### WORK INSTRUCTION
Can you quote the records below in full, word for word?

── SOURCE RECORDS

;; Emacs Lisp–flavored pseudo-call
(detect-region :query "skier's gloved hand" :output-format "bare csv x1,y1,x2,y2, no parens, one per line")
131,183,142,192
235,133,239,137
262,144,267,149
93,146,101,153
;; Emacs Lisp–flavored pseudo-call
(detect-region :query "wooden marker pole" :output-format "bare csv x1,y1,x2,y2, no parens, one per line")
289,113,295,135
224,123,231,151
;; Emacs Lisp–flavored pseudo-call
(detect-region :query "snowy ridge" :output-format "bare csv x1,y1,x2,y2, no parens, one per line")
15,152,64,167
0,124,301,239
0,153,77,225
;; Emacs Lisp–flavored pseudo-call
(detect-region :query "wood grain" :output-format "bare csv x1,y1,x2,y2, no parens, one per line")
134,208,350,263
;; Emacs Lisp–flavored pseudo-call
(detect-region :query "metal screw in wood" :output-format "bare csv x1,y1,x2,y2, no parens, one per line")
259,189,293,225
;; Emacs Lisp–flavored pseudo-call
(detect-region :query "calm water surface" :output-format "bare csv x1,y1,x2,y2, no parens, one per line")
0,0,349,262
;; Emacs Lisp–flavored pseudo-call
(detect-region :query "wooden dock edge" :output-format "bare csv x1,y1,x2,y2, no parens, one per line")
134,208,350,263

────

### RESPONSE AREA
;; Emacs Lisp–flavored pseudo-call
(detect-region :query "skier's gloved hand" :output-format "bare csv x1,y1,x2,y2, no parens, one per line")
131,183,142,192
235,133,239,137
262,144,267,149
93,146,101,153
;; Emacs Lisp–flavored pseudo-call
(detect-region :query "wooden marker pole" :output-format "bare csv x1,y1,x2,y2, no parens, one per line")
289,113,295,135
224,123,231,151
;; Emacs Lisp–flavored pseudo-call
(detect-region :query "snowy ridge" :output-format "bare csv x1,y1,x2,y2, no parens, one per line")
15,152,64,167
0,124,301,239
0,153,77,225
;; Emacs Lisp–flavored pseudo-call
(detect-region :query "wood grain" :output-format "bare csv x1,y1,x2,y2, no parens, one per line")
134,208,350,263
;; Emacs Lisp–flavored pseudo-call
(detect-region :query "metal screw in wood" :output-format "bare csv x1,y1,x2,y2, no parens, one per line")
259,189,293,225
;; Emacs Lisp–flavored pseudo-call
(detect-region :query "calm water surface" :output-format "bare csv x1,y1,x2,y2, no parens, one per line")
0,0,349,262
;; Emacs Lisp–flavored pseudo-call
(detect-region :query "wooden dock edge" :output-format "bare csv x1,y1,x2,y2, no parens, one per line")
134,208,350,263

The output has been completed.